**Your assignment**
Rewrite the paragraph of the dental implant passage below that begins "Fortunately, a recent development" as a short list, keeping its main facts.

Unlike baby teeth in children, when an adult loses their permanent teeth as a result of decay or even an accident, the only way to replace the missing gap is to get an implant. Dentists offer their patients many types of implants, some of which are made to look and feel like the real thing. For some people, however, the option is not available. Those with certain health conditions such as diabetes and even people who have had cancer in the past have until now been deemed ineligible for implants. The reason being that the body has to adjust to the foreign device; your jawbone has to shift and adapt to properly accommodate the implant, and this is where the trouble lies for many people.
An Implant Change for Jawbone Loss
Fortunately, a recent development by scientists at the Universitat Jaume I, an institute located in Castellón, may be the answer patients have been looking for. They have made an implant that features a biodegradable coating that will facilitate the jawbone integration process much faster than standard implants with titanium. Researchers believe the new prototype will be able to reduce patient waiting times up to two months, as dentists can now apply artificial crowns in due time.
Inside the Implant: What Makes the Prototype Successful
So, how does it work?

(Stored dataset items)
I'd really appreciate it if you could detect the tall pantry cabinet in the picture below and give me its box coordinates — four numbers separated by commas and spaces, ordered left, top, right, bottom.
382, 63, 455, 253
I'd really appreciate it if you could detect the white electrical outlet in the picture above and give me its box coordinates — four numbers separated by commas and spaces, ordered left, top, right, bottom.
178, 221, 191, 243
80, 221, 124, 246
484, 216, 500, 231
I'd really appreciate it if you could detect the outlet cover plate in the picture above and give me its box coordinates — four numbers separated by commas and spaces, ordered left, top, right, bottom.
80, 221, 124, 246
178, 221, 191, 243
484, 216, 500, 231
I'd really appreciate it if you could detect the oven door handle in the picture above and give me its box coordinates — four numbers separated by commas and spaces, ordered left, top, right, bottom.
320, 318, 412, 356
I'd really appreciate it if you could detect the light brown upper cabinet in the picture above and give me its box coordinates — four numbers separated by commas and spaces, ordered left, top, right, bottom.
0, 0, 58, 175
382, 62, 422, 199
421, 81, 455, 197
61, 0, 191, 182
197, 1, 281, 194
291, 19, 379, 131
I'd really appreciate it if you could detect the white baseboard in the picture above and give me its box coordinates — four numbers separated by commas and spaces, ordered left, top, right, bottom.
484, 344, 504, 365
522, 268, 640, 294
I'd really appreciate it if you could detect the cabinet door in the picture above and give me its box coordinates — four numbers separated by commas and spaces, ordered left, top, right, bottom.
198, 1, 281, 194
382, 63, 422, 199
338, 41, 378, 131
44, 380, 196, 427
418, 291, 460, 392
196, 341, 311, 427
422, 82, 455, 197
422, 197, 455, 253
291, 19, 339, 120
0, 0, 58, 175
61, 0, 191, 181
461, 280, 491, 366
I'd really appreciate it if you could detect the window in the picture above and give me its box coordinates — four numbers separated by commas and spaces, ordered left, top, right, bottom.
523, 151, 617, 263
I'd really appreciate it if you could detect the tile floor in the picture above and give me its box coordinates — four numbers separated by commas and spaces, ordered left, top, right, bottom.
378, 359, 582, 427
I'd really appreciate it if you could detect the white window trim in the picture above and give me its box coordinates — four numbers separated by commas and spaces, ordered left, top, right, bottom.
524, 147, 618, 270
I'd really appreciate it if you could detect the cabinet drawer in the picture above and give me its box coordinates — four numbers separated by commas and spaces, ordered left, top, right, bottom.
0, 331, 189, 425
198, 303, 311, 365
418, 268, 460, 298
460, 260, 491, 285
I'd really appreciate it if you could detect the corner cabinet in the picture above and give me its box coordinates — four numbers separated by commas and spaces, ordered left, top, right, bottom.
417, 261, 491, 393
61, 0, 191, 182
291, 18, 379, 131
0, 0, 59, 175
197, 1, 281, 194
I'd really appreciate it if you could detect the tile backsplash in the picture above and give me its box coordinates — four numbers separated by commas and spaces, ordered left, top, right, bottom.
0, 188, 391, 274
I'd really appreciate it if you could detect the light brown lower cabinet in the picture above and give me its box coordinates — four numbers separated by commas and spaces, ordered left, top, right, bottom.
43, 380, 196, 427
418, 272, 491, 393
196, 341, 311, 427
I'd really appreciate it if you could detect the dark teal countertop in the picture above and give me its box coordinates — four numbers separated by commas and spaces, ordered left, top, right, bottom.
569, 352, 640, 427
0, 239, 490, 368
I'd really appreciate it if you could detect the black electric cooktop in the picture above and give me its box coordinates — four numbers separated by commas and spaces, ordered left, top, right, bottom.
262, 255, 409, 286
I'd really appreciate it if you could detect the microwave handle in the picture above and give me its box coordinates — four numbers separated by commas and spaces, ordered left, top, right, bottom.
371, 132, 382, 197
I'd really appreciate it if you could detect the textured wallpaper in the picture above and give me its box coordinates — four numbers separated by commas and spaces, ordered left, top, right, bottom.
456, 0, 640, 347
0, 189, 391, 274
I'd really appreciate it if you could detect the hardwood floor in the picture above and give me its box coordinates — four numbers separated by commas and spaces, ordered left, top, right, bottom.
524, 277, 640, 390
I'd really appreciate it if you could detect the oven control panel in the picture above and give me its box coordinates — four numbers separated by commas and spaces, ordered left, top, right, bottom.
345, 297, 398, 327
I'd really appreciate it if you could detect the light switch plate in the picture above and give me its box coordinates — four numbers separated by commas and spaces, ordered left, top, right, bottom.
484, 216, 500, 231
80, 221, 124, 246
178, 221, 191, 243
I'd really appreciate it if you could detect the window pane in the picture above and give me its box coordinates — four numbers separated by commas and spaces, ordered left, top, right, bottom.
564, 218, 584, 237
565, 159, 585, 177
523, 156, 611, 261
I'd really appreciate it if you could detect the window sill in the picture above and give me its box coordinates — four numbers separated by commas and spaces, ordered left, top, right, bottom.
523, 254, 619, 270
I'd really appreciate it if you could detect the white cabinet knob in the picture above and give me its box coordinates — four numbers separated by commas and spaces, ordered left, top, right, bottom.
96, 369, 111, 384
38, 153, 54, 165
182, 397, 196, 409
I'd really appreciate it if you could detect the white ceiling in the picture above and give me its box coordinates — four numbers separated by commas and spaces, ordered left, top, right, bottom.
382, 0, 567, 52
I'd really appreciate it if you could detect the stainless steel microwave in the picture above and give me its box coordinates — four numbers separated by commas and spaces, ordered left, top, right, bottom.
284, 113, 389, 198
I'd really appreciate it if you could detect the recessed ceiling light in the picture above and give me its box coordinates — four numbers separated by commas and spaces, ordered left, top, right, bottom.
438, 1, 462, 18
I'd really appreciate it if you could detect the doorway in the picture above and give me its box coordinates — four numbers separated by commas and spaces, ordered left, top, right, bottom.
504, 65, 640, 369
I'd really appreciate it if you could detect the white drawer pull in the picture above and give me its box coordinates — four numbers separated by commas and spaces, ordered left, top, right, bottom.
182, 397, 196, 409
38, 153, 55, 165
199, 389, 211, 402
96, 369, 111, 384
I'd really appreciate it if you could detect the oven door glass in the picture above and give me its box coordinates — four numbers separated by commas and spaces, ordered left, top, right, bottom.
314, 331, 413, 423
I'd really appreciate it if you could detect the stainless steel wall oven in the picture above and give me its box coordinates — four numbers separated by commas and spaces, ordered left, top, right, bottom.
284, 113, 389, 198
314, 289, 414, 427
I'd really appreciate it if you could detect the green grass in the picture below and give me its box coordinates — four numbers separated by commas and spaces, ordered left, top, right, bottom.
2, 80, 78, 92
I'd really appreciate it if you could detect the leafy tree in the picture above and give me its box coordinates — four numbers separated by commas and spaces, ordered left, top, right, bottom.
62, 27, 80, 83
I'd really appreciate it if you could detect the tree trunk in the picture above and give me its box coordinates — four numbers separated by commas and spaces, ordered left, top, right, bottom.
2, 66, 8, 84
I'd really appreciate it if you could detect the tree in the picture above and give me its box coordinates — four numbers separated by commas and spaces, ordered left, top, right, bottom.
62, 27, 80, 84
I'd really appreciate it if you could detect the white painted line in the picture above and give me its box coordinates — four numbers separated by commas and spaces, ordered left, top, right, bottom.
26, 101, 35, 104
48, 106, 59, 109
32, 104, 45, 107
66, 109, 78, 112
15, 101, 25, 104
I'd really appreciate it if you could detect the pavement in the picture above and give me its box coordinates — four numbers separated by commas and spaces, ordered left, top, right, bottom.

**Written answer**
- Scientists at the Universitat Jaume I, in Castellón, have made a new implant that may be the answer patients have been looking for.
- It has a biodegradable coating that helps the jawbone integrate it much faster than standard titanium implants.
- Researchers believe the prototype could cut patient waiting times by up to two months, since dentists can now apply artificial crowns in due time.